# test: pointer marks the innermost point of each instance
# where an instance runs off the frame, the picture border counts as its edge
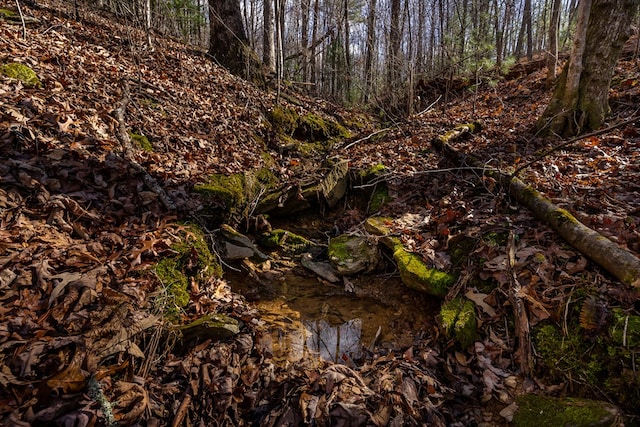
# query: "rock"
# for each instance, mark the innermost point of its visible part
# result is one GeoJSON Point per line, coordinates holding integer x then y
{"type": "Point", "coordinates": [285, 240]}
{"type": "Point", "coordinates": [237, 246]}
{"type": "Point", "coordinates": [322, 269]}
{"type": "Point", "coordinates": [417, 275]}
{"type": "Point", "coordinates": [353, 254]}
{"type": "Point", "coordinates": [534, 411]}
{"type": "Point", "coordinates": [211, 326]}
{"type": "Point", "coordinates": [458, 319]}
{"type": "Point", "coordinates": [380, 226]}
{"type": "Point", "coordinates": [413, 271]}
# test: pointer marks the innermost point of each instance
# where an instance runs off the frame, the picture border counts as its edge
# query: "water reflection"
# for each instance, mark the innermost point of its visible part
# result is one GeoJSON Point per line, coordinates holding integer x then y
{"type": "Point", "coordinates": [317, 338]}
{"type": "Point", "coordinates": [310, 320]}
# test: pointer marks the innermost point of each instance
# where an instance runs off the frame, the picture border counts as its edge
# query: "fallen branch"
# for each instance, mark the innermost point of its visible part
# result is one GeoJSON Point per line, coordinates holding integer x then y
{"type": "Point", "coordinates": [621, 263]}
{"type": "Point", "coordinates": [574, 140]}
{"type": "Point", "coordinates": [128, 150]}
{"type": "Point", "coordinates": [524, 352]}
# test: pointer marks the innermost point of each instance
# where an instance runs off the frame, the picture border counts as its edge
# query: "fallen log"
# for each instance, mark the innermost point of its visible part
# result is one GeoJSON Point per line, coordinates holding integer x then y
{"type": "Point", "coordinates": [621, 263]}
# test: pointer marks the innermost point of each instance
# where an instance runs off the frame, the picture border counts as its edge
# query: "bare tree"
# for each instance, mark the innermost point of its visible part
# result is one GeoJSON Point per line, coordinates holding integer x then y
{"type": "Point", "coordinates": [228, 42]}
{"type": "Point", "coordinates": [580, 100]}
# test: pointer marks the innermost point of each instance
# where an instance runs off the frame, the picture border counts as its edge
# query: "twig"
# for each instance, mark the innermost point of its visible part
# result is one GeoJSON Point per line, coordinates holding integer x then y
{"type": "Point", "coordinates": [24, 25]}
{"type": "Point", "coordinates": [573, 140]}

* * * * * * * * *

**EXERCISE GOAL:** Locate every line in the records above that contains the string "query", and copy each of those lines in full.

**EXERCISE SOLUTION:**
# query: "rock"
# query: "water reflection"
# query: "fallen branch"
# query: "fallen log"
# query: "bare tree"
# query: "twig"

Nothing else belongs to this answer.